━━━ 本文抜粋

実はかなりの部分で既存のシステムが使える。年金支給のために口座情報を持っている(年金受給が始まってなくても管理する仕組みはあるわけだ)し、マイナンバーポータルを使えばここに申請モジュールを追加すればそのまま申請窓口として使える。さらに銀行はマイナンバーを持っているので銀行からマイナンバー情報を持ってきて突合すればデータを作ること自体はできる。

ところがこれが使えない。第一の理由は先に述べた「世帯一律方式」である。おそらく振り込み手数料や事務の手間などを考えているのだろうが、日本の行政は個人主義と世帯主義の間で無意味に揺れている。マイナンバーは個人単位でありキーが揃わない。

ただ、今回のシステムに使えるパーツ自体はいろいろなところに分散している。配布の仕組みは年金事務所が持っているし、電子申請はマイナポータルでやっている。また税務署の仕組みも使えるかもしれない。そして住基ネットには住民票コード・氏名・住所・生年月日・一部の収入(税金の対象にならな人は市区町村に届ける)・マイナンバーが登録されている。

ただ、これがいちいち不便なのだ。

例えばマイナンバーポータルを使おうと思ったのだが「ICカードリーダーを入れてくれ」と言われた。スマホでも使えるそうだが手持ちのiPhoneではダメだった。おそらく非接触型のICチップが必要なのであろう。これは感染症対策のところでも見たが日本人は村を作ってしまうので外から新しい知識が入ってこない。このために古いテクノロジーを利用した不便なシステムができてしまうのだろう。それが現実を制約することになる。

━━━━━━
━━━ 記録一覧

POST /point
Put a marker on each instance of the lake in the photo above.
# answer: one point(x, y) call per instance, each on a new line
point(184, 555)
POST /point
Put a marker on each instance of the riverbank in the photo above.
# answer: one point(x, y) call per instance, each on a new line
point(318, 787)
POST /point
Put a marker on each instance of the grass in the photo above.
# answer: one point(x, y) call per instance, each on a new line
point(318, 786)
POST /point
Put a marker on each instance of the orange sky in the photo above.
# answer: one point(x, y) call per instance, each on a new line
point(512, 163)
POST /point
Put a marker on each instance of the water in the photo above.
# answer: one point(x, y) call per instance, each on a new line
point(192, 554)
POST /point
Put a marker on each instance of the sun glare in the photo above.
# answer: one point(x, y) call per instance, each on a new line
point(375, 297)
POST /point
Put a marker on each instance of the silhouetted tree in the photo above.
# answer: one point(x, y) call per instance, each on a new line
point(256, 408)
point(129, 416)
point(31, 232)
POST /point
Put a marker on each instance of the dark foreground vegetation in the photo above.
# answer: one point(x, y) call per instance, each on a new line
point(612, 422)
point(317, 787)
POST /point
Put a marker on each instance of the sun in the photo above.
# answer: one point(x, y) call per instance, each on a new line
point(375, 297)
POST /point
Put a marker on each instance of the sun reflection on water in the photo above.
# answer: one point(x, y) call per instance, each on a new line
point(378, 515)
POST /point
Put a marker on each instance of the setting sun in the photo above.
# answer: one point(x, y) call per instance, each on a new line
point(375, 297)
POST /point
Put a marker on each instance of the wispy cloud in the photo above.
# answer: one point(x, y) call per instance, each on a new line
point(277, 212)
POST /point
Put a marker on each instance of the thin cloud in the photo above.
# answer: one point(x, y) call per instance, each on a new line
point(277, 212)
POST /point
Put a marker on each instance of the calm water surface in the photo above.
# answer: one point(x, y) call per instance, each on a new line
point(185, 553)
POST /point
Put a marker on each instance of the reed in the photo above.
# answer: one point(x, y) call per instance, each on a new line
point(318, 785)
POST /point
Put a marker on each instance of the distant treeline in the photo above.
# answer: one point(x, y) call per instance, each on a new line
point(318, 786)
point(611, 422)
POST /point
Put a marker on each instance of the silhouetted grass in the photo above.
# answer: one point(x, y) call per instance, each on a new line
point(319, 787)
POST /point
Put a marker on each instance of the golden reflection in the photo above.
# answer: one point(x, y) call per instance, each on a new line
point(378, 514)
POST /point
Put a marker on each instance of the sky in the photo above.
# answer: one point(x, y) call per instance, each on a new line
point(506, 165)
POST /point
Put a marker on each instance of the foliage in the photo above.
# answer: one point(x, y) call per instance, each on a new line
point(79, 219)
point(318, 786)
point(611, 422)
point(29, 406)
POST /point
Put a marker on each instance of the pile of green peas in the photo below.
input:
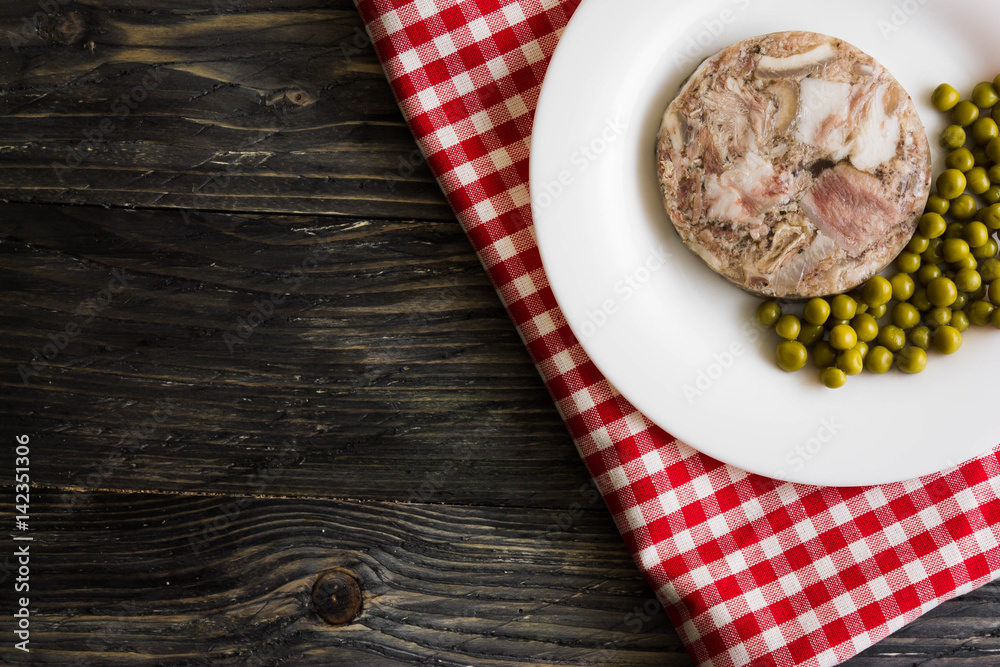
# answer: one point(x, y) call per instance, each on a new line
point(946, 280)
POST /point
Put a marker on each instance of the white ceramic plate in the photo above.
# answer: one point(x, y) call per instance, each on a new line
point(679, 341)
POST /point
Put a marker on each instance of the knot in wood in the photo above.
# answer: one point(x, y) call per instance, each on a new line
point(337, 596)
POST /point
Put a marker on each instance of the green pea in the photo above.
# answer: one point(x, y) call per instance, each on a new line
point(967, 262)
point(986, 251)
point(833, 378)
point(791, 356)
point(992, 195)
point(908, 262)
point(903, 285)
point(878, 311)
point(947, 340)
point(891, 337)
point(926, 274)
point(976, 234)
point(911, 360)
point(993, 293)
point(918, 243)
point(968, 280)
point(817, 311)
point(990, 270)
point(810, 334)
point(919, 337)
point(965, 113)
point(945, 97)
point(879, 360)
point(960, 159)
point(932, 225)
point(993, 150)
point(877, 291)
point(865, 327)
point(955, 249)
point(983, 95)
point(981, 158)
point(844, 307)
point(951, 183)
point(992, 217)
point(859, 299)
point(768, 314)
point(984, 129)
point(905, 316)
point(933, 253)
point(788, 327)
point(980, 313)
point(964, 207)
point(953, 137)
point(942, 292)
point(938, 317)
point(824, 355)
point(978, 180)
point(938, 204)
point(843, 337)
point(954, 231)
point(851, 362)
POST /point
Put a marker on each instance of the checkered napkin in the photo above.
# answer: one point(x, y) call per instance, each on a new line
point(752, 571)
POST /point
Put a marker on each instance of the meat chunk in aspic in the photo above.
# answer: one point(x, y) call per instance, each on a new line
point(794, 164)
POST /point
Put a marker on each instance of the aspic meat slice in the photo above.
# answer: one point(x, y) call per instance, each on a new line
point(794, 164)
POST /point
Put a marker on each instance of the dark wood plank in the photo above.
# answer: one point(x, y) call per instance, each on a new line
point(231, 105)
point(389, 362)
point(147, 579)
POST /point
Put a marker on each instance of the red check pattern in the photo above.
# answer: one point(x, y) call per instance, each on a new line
point(752, 571)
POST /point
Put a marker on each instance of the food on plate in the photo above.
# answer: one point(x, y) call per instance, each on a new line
point(796, 166)
point(947, 278)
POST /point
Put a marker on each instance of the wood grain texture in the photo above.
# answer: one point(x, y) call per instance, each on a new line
point(367, 359)
point(380, 351)
point(147, 579)
point(224, 105)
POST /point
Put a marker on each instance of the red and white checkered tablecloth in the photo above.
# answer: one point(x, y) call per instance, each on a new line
point(752, 571)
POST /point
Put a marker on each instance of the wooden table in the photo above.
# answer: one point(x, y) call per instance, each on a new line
point(250, 345)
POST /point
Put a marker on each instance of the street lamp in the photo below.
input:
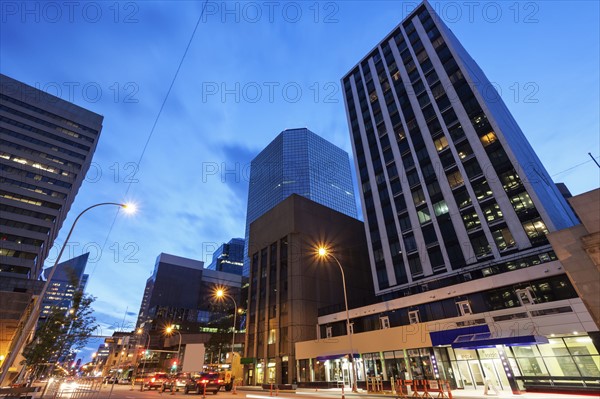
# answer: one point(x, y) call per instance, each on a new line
point(220, 293)
point(35, 313)
point(142, 331)
point(323, 253)
point(169, 331)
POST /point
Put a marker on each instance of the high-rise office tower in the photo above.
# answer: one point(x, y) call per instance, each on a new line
point(229, 257)
point(68, 278)
point(46, 147)
point(299, 162)
point(457, 209)
point(448, 179)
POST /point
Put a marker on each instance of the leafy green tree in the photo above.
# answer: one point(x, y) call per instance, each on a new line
point(61, 335)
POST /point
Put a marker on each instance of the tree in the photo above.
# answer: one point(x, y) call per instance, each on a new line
point(61, 334)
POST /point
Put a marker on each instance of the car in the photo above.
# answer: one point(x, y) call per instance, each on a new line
point(180, 380)
point(204, 382)
point(158, 380)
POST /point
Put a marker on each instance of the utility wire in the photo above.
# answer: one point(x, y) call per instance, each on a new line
point(155, 123)
point(573, 167)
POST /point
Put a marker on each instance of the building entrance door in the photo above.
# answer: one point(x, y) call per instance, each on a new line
point(465, 375)
point(475, 368)
point(346, 373)
point(493, 370)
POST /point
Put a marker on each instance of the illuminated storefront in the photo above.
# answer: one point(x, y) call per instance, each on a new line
point(562, 361)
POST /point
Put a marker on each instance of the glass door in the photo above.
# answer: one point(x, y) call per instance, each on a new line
point(465, 375)
point(496, 375)
point(475, 368)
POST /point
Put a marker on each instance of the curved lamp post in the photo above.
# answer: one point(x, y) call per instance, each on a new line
point(142, 331)
point(35, 313)
point(169, 331)
point(324, 254)
point(221, 293)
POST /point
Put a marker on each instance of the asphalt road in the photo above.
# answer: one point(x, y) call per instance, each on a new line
point(125, 392)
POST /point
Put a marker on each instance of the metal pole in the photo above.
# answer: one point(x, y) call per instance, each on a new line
point(178, 351)
point(144, 363)
point(35, 313)
point(349, 330)
point(234, 323)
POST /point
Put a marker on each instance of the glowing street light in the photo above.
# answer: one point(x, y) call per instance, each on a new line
point(33, 317)
point(170, 330)
point(324, 253)
point(220, 293)
point(142, 331)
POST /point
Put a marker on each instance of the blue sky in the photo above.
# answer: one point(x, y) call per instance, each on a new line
point(252, 70)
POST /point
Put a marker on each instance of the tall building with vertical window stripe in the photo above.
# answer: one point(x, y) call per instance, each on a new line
point(298, 161)
point(448, 179)
point(46, 147)
point(457, 209)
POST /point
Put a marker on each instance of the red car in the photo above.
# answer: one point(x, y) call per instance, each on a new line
point(205, 382)
point(157, 380)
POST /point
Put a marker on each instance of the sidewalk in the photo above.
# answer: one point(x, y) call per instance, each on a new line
point(456, 394)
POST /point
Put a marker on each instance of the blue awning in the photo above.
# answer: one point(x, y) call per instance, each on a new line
point(488, 340)
point(338, 356)
point(447, 337)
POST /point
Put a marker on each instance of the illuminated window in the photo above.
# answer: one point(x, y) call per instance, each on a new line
point(441, 144)
point(525, 296)
point(455, 179)
point(521, 201)
point(503, 238)
point(488, 139)
point(440, 208)
point(535, 228)
point(413, 317)
point(272, 336)
point(424, 215)
point(385, 322)
point(492, 212)
point(464, 307)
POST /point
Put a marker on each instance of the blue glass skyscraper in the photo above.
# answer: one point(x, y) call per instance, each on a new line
point(299, 162)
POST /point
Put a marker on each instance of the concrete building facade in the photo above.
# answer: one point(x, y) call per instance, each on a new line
point(47, 146)
point(289, 284)
point(299, 162)
point(457, 210)
point(578, 249)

━━━━━━

- **課題 1**: 既存の行政システムに関する本文抜粋の内容を3文にまとめよ。
- **課題 2**: 既存の行政システムに関する本文抜粋を、最後の文の後から書き継げ。

- **解答例 1**: 年金支給用の口座情報やマイナンバーポータルなど、既存のシステムはかなりの部分で使え、銀行が持つマイナンバー情報と突合すればデータを作ること自体はできる。ところが「世帯一律方式」のために、個人単位のマイナンバーとはキーが揃わず、これが使えない。使えるパーツは年金事務所、マイナポータル、住基ネットなどに分散しているが、いちいち不便で、たとえばマイナンバーポータルではICカードリーダーを求められ、手持ちのiPhoneでは使えなかった。

- **解答例 2**:
この村意識は官民だけでなく官僚組織同士でも存在する。「年金は厚生労働省の既得権益だから財務省に渡したくない」のである。だからそもそも情報をまとめようという気持ちになれない。住基ネットは自治体を指導する総務省の管轄なのではないかと思われる。

ところが国民の側にも「情報を統合してくれ」という要望はない。歳入庁構想というものがある。国家がお金を取り立てやすくするために情報を統合しようという「目論見」である。政府に対する反対材料を常に探している野党は「政府が国民の情報を監視することになる」と不信感を煽り立てる。特に社会党が国民総背番号制と言って長年反対している。

マイナンバー制度も民主党時代にようやく形になったという歴史がある。閣議決定したのは野田政権だそうだ。だが完全には統合しきれず住基ネットの番号とマイナンバーは別立てになってしまった。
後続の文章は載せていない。